*Short exercise:* Edit the data below by changing every "pin" to "dot" and leaving everything else as it is.
════════
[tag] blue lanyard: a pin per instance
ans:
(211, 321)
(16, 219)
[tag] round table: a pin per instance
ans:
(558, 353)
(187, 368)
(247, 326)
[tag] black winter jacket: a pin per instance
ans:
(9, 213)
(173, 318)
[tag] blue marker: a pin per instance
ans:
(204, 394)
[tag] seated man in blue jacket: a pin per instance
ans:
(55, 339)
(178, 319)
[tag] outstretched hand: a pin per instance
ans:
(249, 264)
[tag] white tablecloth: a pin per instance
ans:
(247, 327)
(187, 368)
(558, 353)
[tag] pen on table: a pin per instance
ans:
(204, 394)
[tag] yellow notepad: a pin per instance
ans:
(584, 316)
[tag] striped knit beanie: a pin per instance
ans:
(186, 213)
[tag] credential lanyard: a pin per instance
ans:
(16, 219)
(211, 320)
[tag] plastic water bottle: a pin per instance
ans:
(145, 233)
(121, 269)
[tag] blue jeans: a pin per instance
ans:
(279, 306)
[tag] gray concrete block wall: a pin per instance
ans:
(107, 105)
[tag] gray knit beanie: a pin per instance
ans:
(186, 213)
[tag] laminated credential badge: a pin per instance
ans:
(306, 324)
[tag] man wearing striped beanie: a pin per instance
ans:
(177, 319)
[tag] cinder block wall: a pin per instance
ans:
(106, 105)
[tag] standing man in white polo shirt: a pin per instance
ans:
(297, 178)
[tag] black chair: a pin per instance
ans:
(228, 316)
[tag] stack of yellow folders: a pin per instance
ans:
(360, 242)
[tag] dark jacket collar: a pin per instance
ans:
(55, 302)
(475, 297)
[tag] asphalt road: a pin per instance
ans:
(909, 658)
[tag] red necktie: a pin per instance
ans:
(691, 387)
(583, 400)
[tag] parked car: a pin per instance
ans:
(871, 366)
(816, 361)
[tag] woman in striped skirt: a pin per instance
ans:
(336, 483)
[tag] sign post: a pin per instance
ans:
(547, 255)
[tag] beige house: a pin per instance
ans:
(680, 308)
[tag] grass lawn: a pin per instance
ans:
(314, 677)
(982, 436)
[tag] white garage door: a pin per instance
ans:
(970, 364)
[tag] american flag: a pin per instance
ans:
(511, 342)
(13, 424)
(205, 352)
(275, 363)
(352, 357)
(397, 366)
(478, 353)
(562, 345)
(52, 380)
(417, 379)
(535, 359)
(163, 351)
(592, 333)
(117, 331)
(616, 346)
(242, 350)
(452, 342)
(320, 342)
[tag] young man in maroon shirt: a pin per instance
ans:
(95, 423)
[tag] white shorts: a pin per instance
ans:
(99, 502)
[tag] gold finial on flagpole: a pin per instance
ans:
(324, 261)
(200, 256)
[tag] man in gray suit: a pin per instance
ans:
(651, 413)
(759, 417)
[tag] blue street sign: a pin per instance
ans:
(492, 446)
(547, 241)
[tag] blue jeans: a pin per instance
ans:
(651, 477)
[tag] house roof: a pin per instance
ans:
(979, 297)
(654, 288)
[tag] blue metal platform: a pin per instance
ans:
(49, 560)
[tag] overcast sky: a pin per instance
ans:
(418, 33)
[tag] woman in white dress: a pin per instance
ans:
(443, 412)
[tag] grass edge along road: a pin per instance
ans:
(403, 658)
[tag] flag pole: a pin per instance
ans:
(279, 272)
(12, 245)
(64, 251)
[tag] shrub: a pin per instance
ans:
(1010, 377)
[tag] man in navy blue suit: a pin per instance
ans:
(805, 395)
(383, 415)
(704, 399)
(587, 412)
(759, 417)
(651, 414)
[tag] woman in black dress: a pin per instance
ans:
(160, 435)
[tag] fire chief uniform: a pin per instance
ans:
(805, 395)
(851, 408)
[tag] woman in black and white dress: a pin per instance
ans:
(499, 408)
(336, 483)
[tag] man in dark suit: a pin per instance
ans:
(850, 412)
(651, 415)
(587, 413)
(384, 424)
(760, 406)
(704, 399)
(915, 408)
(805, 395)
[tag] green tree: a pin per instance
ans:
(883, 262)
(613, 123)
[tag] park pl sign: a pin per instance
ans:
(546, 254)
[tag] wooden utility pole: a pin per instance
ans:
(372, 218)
════════
*Complete answer:*
[tag] blue lanyard: a dot per instance
ans:
(211, 321)
(16, 219)
[tag] round table: a dot per instance
ans:
(558, 353)
(187, 368)
(247, 326)
[tag] black winter jacket: a dot per instance
ans:
(9, 213)
(173, 318)
[tag] blue marker: a dot per instance
ans:
(204, 394)
[tag] seated man in blue jacket: a dot per instance
ans:
(55, 339)
(178, 319)
[tag] outstretched hand: a dot per instance
ans:
(249, 264)
[tag] white tablecloth: a dot per instance
ans:
(247, 327)
(187, 368)
(558, 353)
[tag] pen on table: a dot per instance
ans:
(204, 394)
[tag] yellow notepad: a dot per instance
ans:
(584, 316)
[tag] striped knit beanie: a dot per instance
ans:
(186, 213)
[tag] credential lanyard: a dot per instance
ans:
(16, 219)
(211, 320)
[tag] plastic water bottle: a dot per instance
ans:
(145, 233)
(121, 269)
[tag] blue jeans: a dot per instance
ans:
(279, 306)
[tag] gray concrete block wall: a dot per instance
ans:
(107, 105)
[tag] gray knit beanie: a dot per instance
ans:
(186, 213)
[tag] laminated credential badge: a dot per instance
ans:
(306, 324)
[tag] man wearing striped beanie: a dot per instance
ans:
(177, 319)
[tag] cinder block wall: a dot per instance
ans:
(106, 105)
[tag] standing man in white polo shirt: a dot per instance
ans:
(297, 178)
[tag] black chair: a dot per instance
ans:
(228, 316)
[tag] stack of yellow folders: a dot per instance
ans:
(360, 242)
[tag] dark jacket collar: a dot per instance
ans:
(55, 302)
(475, 297)
[tag] asphalt road: a dot per instance
ans:
(909, 658)
[tag] red necktie: a dot per instance
ans:
(691, 387)
(583, 400)
[tag] parked car: a dot per instance
ans:
(871, 366)
(816, 361)
[tag] woman in striped skirt: a dot per instance
ans:
(336, 483)
[tag] sign post: a dot per instance
ans:
(547, 255)
[tag] beige house: a dot per instance
ans:
(680, 308)
[tag] grass lawn: a dot per instance
ans:
(314, 677)
(982, 436)
[tag] white garage door: a dot per instance
ans:
(970, 364)
[tag] american flag: a dot per instance
ans:
(511, 342)
(13, 424)
(205, 352)
(275, 363)
(352, 357)
(397, 366)
(478, 353)
(562, 345)
(52, 380)
(417, 379)
(535, 359)
(163, 351)
(592, 333)
(117, 331)
(616, 346)
(242, 350)
(452, 342)
(320, 342)
[tag] young man in maroon shirt: a dot per instance
ans:
(95, 423)
[tag] white shorts: a dot per instance
ans:
(99, 502)
[tag] gold finial on flagpole: a dot per instance
ans:
(324, 261)
(200, 256)
[tag] man in gray suit: a dot per instance
ans:
(651, 413)
(759, 417)
[tag] blue street sign: a dot per instance
ans:
(492, 446)
(547, 241)
[tag] blue jeans: a dot per instance
ans:
(651, 477)
[tag] house roof: a dot per instance
ans:
(979, 297)
(654, 288)
[tag] blue metal platform: a dot per instance
ans:
(49, 560)
[tag] overcast sky: a dot per instance
ans:
(418, 33)
[tag] woman in white dress: a dot per instance
ans:
(443, 412)
[tag] grass edge along road: a dot per instance
ans:
(403, 658)
[tag] flag pole: a dot per instance
ans:
(279, 272)
(12, 245)
(64, 251)
[tag] shrub: a dot per instance
ans:
(1010, 377)
[tag] man in navy blue suit: a dot per instance
ans:
(805, 395)
(383, 415)
(704, 399)
(587, 412)
(759, 417)
(651, 414)
[tag] woman in black dress: a dot per instance
ans:
(160, 435)
[tag] fire chief uniform: a dot per instance
ans:
(805, 395)
(851, 408)
[tag] woman in black and white dress: a dot per instance
ans:
(499, 408)
(336, 483)
[tag] man in dark suit: a dot per instance
ans:
(850, 412)
(651, 415)
(587, 413)
(384, 424)
(760, 406)
(704, 399)
(915, 408)
(805, 395)
[tag] green tree: a dot per instance
ans:
(883, 262)
(613, 123)
[tag] park pl sign: a dot per instance
ans:
(546, 254)
[tag] wooden utility pole: a dot per instance
ans:
(372, 218)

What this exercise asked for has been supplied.